Quelltext:
§
Was haben ein Arzt und das von ihm bekämpfte Virus gemeinsam? Richtig - beide wollen ihr Ziel durch eine Injektion erreichen. Und dabei gehen beide nach dem gleichen Prinzip vor: Sie machen Druck.
Phage T4
Gleich ist es soweit: Die Kanüle der Spritze durchstößt Haut und Gefäßwand der Patientin. Genau wie der Bakteriophage Lambda, der an sein Opfer andockt und mittels Enzymen die Umhüllung der Bakterienzelle öffnet. Würden die Prozesse an dieser Stelle gestoppt, wäre das fatal: Der Arzt könnte seinen Impfstoff, der Phage sein Erbgut nicht loswerden. Denn was beiden noch fehlt, ist der richtige Druck.

In der Theorie glaubt die Wissenschaft schon lange an die Schlüsselrolle, die der Druck bei der viralen Injektion von Erbgut spielt. Die experimentelle Überprüfung dieser Hypothese stößt aber auf Probleme: Jeder Physiker könnte leicht den Druck in einer Spritze bestimmen – doch wie lässt sich der Druck in Innern eines winzigen Virus-Partikels messen?
§
Datensatz:
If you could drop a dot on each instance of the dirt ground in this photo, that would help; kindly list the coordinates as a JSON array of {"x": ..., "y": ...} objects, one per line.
§
Wiederhole wortgetreu die Stelle aus dem Text über Viren und Druck, die mit „Was haben ein“ beginnt und bis einschließlich „Sie machen Druck.“ weitergeht.

Was haben ein Arzt und das von ihm bekämpfte Virus gemeinsam? Richtig - beide wollen ihr Ziel durch eine Injektion erreichen. Und dabei gehen beide nach dem gleichen Prinzip vor: Sie machen Druck.